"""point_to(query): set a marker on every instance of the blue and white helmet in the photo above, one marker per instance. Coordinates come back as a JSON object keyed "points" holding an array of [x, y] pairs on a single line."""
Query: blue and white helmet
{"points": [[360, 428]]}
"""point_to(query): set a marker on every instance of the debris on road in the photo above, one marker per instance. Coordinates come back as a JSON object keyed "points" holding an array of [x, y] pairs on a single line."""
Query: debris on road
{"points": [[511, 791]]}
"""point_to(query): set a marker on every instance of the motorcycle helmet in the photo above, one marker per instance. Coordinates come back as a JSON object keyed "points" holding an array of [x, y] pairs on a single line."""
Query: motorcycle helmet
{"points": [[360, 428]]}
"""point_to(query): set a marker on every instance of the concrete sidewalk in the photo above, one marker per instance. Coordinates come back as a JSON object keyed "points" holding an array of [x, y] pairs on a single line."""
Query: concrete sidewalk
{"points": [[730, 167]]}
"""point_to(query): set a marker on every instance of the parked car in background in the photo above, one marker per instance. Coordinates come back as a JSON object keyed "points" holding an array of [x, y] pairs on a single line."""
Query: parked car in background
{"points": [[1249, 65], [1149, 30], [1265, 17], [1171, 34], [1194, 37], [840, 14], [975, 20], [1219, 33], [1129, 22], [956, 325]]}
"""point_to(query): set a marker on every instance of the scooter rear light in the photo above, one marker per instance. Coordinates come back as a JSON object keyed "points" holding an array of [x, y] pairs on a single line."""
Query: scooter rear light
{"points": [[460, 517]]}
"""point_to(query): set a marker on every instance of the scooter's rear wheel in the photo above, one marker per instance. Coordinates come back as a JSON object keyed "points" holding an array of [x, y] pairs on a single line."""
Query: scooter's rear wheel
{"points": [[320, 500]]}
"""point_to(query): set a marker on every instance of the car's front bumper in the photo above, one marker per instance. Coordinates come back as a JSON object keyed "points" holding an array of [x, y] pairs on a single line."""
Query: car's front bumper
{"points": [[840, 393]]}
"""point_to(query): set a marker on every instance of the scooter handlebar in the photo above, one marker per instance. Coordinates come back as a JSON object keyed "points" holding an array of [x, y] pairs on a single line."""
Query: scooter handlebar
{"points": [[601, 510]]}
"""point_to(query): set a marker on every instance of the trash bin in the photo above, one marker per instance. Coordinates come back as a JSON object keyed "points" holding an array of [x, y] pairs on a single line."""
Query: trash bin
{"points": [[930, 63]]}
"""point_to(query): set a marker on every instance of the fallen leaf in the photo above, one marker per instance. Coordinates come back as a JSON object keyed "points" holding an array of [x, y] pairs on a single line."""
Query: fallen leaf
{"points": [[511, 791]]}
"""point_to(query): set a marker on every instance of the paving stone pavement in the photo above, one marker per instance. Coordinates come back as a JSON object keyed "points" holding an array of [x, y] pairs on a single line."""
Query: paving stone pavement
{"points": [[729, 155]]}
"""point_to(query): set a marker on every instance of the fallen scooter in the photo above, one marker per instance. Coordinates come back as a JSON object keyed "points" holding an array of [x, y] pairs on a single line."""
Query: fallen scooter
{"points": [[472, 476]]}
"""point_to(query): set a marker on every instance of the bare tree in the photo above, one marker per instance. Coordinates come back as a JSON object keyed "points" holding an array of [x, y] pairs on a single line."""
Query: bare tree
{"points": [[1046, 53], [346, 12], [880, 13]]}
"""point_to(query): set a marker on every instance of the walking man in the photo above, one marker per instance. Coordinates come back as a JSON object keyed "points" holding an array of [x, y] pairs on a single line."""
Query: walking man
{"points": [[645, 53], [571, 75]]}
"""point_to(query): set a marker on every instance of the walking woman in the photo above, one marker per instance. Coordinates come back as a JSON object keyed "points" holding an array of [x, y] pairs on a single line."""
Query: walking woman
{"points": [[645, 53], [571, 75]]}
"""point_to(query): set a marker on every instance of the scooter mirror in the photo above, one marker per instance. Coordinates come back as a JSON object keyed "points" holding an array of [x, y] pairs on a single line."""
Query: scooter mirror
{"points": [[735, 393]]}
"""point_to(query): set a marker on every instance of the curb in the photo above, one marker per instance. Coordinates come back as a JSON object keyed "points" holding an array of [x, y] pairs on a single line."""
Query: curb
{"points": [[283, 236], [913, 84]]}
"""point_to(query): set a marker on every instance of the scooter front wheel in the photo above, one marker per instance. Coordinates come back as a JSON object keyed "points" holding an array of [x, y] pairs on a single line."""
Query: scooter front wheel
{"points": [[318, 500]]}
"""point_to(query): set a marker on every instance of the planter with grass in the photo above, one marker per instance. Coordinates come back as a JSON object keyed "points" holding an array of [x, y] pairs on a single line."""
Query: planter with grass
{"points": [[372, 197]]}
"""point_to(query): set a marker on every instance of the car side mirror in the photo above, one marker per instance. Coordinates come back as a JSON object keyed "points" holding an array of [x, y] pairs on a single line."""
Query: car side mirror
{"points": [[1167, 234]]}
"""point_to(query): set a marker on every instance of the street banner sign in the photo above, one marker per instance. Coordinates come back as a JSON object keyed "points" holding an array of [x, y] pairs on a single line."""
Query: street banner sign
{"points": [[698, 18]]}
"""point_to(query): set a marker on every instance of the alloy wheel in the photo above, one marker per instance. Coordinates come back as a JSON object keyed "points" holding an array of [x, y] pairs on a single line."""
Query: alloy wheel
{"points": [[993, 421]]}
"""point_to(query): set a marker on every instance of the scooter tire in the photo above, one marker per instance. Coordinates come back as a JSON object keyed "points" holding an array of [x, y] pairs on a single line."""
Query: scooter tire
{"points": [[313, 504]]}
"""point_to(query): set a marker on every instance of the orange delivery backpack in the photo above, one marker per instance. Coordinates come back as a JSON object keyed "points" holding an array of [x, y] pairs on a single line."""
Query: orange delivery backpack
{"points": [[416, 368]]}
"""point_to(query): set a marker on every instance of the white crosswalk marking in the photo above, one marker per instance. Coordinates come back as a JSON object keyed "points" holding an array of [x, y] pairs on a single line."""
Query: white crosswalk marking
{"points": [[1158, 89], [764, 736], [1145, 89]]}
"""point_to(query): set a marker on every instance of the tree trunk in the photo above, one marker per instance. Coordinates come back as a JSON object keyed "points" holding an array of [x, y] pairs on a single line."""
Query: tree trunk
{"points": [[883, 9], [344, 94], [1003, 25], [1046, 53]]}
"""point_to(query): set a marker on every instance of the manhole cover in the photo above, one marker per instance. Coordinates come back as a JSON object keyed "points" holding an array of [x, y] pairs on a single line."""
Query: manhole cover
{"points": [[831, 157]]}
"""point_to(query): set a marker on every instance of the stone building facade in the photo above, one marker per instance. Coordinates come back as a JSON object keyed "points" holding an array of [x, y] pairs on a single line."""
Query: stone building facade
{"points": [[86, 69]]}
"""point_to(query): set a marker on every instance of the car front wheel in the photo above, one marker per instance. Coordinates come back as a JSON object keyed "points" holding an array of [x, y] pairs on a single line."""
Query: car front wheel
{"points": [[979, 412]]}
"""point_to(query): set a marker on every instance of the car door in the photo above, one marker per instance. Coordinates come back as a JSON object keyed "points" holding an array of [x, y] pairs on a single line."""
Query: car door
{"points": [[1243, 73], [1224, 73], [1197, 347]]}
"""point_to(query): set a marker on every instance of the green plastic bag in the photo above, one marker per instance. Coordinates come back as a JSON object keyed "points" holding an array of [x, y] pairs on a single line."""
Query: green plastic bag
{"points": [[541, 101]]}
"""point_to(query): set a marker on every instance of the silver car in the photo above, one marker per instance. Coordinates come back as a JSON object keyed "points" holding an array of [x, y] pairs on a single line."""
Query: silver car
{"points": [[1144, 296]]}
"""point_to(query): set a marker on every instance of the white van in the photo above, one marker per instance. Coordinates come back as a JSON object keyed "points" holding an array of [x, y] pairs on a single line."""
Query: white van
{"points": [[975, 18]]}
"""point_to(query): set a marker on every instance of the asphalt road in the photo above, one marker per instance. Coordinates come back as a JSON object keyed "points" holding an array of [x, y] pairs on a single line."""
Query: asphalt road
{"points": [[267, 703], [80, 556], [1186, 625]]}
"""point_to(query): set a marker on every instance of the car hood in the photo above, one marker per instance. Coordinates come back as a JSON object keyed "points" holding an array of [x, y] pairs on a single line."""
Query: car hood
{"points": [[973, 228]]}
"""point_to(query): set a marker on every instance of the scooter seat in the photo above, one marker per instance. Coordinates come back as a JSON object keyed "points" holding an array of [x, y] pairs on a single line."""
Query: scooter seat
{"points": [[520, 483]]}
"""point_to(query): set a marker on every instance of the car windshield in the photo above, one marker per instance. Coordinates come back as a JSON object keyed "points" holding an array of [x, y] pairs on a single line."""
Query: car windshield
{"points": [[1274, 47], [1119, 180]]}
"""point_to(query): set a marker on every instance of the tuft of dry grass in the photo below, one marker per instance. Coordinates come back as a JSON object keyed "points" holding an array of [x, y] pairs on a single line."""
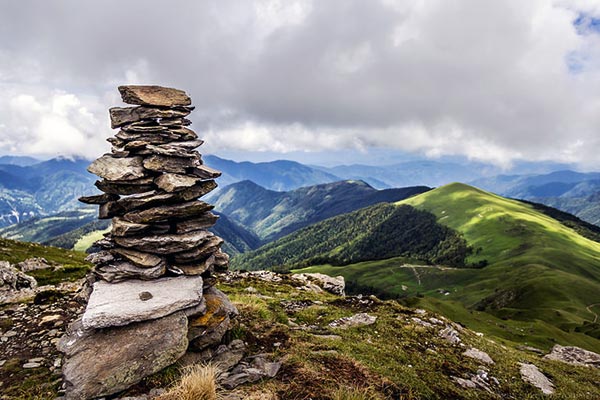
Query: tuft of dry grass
{"points": [[353, 393], [197, 382]]}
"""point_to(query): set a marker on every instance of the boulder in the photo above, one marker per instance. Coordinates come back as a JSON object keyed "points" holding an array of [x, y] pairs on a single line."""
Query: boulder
{"points": [[13, 279], [208, 329], [478, 355], [154, 96], [532, 375], [335, 285], [107, 361], [165, 244], [117, 304], [118, 169], [574, 355]]}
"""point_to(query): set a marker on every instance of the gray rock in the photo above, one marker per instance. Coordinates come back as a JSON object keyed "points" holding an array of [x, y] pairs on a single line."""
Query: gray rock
{"points": [[141, 259], [248, 371], [174, 165], [161, 213], [532, 375], [103, 362], [335, 285], [203, 221], [122, 270], [450, 335], [154, 96], [117, 304], [118, 169], [121, 227], [479, 355], [120, 116], [99, 199], [142, 185], [574, 355], [356, 320], [205, 172], [208, 329], [13, 279], [33, 264], [165, 244], [200, 253], [174, 182]]}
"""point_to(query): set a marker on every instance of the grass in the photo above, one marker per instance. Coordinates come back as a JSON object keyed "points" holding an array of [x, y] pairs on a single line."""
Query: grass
{"points": [[198, 382], [541, 276]]}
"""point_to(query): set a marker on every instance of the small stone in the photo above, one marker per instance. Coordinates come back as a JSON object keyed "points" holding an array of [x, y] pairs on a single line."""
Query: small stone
{"points": [[120, 116], [145, 296], [99, 199], [479, 355], [118, 169], [117, 304], [532, 375], [165, 244], [162, 213], [175, 182], [154, 96]]}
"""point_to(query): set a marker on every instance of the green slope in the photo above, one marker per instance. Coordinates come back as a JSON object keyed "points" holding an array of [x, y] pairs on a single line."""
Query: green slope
{"points": [[539, 270]]}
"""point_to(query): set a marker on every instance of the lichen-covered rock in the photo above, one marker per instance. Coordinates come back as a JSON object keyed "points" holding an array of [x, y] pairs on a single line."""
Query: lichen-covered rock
{"points": [[154, 96], [208, 329], [107, 361], [117, 304]]}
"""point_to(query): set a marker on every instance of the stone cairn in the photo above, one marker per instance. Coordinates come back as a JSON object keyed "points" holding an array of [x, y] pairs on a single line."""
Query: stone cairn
{"points": [[153, 296]]}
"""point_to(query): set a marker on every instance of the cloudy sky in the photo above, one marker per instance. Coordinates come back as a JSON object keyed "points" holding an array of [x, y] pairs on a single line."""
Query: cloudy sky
{"points": [[495, 80]]}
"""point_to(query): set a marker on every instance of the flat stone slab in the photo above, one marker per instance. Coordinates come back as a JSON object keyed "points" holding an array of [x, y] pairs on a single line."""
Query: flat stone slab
{"points": [[107, 361], [154, 96], [118, 304]]}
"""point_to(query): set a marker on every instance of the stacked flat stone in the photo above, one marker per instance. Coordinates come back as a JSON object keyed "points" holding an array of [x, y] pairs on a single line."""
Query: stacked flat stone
{"points": [[159, 225], [153, 295]]}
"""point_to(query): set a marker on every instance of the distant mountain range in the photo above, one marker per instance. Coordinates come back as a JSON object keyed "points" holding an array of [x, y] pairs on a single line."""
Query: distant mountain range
{"points": [[271, 215], [521, 262], [574, 192]]}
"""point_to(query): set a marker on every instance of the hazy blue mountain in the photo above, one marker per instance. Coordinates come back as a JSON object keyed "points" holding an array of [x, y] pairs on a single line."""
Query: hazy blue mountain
{"points": [[43, 188], [275, 175], [411, 173], [22, 161], [271, 214], [577, 193]]}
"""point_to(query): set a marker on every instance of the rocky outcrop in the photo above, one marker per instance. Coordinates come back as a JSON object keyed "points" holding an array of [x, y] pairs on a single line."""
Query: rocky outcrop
{"points": [[574, 355], [532, 375], [152, 295], [12, 279]]}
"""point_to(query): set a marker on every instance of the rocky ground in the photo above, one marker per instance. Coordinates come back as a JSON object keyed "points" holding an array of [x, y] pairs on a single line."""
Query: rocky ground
{"points": [[295, 340]]}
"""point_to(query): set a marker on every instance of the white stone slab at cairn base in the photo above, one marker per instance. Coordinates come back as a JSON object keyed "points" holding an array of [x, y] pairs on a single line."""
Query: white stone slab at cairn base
{"points": [[118, 304]]}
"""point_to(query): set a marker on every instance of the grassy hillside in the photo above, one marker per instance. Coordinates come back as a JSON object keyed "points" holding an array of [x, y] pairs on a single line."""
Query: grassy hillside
{"points": [[72, 263], [272, 215], [377, 232], [538, 269]]}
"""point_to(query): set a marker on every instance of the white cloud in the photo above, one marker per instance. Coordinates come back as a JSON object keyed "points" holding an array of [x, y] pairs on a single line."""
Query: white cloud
{"points": [[494, 81]]}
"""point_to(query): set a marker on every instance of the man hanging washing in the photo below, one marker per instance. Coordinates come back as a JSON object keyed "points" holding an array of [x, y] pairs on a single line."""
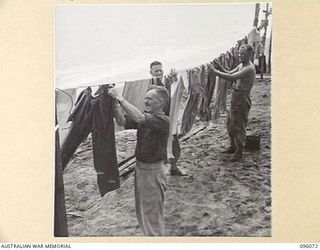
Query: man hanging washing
{"points": [[152, 138], [244, 76], [173, 155]]}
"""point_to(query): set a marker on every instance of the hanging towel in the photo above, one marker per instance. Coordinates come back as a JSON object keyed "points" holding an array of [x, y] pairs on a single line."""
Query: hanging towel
{"points": [[196, 90]]}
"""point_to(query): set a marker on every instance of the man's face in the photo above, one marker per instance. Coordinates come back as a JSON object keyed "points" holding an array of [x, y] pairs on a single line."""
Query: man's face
{"points": [[157, 71], [244, 55], [152, 102]]}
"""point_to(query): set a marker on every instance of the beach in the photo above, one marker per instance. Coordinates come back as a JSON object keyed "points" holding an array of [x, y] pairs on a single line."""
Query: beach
{"points": [[215, 198]]}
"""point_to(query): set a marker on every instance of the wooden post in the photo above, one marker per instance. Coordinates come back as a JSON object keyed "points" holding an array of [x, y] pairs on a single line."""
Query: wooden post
{"points": [[269, 59], [256, 15]]}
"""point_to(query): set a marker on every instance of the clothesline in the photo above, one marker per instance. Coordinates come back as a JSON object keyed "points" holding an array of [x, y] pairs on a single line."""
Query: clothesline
{"points": [[97, 83]]}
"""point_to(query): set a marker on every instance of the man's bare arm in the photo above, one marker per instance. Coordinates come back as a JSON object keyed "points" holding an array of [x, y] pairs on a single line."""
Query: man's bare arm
{"points": [[134, 113]]}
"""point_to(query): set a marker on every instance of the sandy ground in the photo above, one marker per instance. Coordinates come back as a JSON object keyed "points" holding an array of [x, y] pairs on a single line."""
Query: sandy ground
{"points": [[216, 198]]}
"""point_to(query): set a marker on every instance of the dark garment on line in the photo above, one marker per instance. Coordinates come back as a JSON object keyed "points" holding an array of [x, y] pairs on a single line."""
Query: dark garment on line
{"points": [[152, 137], [166, 84], [196, 91], [60, 217], [262, 59], [238, 115], [95, 115], [205, 110]]}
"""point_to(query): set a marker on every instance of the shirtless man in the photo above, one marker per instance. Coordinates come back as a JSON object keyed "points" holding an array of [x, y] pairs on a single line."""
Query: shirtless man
{"points": [[244, 76], [157, 73]]}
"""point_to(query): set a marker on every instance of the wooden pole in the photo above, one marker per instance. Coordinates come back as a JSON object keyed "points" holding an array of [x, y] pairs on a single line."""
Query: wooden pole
{"points": [[256, 15], [265, 26], [269, 59]]}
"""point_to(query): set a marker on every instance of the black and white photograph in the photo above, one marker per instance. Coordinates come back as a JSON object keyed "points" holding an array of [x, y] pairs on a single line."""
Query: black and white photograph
{"points": [[163, 120]]}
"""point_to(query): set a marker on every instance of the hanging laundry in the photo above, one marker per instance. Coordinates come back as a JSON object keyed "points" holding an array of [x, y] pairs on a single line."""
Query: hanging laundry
{"points": [[254, 36], [173, 147], [60, 217], [64, 100], [205, 110], [94, 114], [196, 90], [221, 93], [135, 91], [177, 89]]}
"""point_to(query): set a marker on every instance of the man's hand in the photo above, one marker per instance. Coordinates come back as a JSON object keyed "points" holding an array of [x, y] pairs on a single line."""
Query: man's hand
{"points": [[114, 94], [173, 72], [217, 64]]}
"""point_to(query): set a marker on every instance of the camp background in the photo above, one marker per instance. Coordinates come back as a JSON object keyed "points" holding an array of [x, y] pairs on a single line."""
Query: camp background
{"points": [[26, 188]]}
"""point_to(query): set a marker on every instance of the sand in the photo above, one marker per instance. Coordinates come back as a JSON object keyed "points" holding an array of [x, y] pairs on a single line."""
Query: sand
{"points": [[216, 198]]}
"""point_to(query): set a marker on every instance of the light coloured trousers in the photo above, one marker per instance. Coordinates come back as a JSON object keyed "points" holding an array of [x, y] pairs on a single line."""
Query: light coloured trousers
{"points": [[150, 185]]}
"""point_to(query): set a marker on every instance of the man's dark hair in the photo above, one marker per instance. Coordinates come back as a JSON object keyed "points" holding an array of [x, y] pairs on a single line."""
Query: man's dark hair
{"points": [[162, 93], [155, 63], [248, 48]]}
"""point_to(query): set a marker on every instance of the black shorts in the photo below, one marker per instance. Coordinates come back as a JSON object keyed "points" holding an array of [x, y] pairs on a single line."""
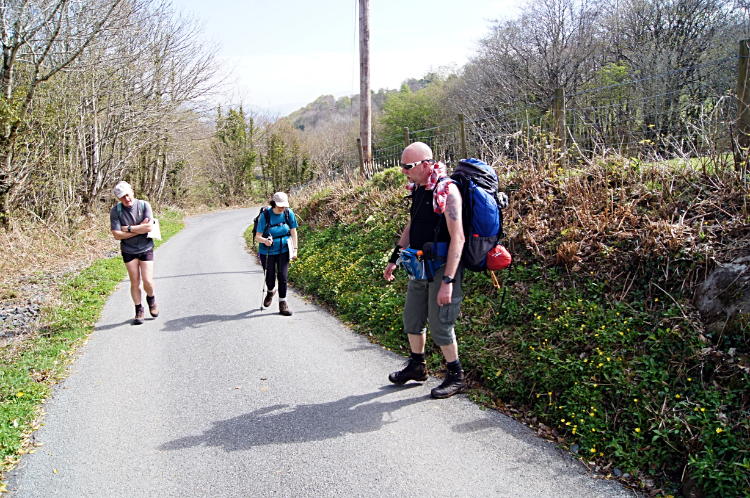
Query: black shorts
{"points": [[144, 256]]}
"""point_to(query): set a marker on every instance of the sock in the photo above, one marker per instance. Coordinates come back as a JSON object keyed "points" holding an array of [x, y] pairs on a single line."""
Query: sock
{"points": [[454, 367]]}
● ● ● ●
Your task is to set down exactly the lines that run from the line holding "of the light" through the close of the entries, including both ends. Pictures stay out.

* [ANSWER TO THE TASK]:
"""point_to(query): set a marker on every instance of the light coloured trousers in the photo above, one marker per instance. Coordinates come back as a JSON object keyed "points" holding an array of [x, y] pairs on a single line."""
Query: light coloured trousers
{"points": [[150, 185]]}
"""point_to(query): set a marker on every instance of the man's dark hair in the photo above, one marker per instance. Coordinates come back as a JSON object keyed "points" holding an array of [x, y] pairs on a single line."""
Query: man's dark hair
{"points": [[162, 93], [155, 63], [248, 48]]}
"""point_to(query): set a marker on every instance of the black shorts in the photo below, one marker per instance. Coordinates come back as a JSON object keyed "points" holding an array of [x, y] pairs on a single line."""
Query: black shorts
{"points": [[144, 256]]}
"""point_to(query): set a marker on every instance of the sock in the photo above, one marker per instance. Coordinates come back as a JSON object keyed "points" holding an array of [x, y] pairs on a single line."""
Query: sock
{"points": [[454, 367]]}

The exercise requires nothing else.